▶ **Görev tanımı**: Aşağıdaki öğelerin tüm satırlarını tek harfini bile değiştirmeden yeniden yazar mısın? Resimleri yanıtın dışında bırak.

▬▬▬▬▬▬

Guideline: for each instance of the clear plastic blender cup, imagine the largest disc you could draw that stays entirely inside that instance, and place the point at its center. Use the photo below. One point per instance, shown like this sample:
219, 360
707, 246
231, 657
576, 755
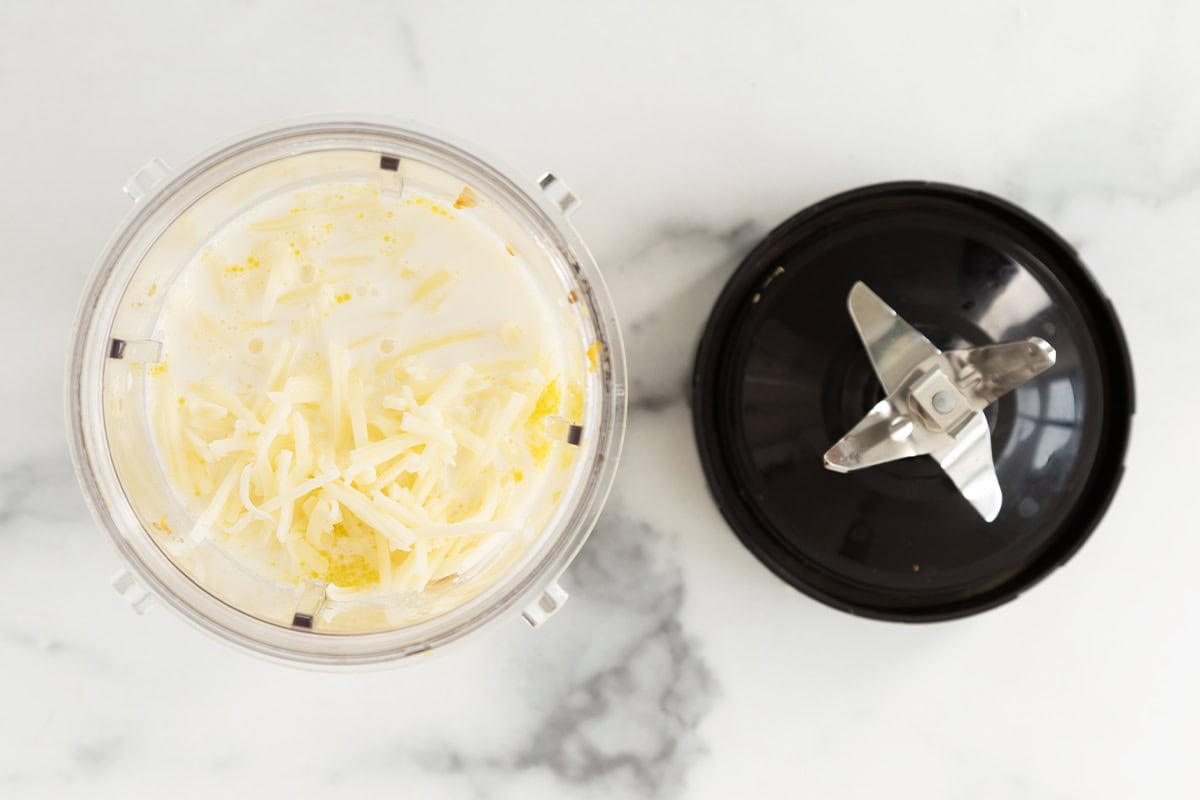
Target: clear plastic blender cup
175, 214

▬▬▬▬▬▬

▶ **Görev çıktısı**:
Guideline: for each instance of the clear plastic blender cup, imagine the largest disc you could draw that stays entirely inside that instance, and place the point at its center. Use the photo below. One point per instance, shown like this sample:
219, 360
707, 246
231, 657
576, 755
Target: clear plastic blender cup
175, 214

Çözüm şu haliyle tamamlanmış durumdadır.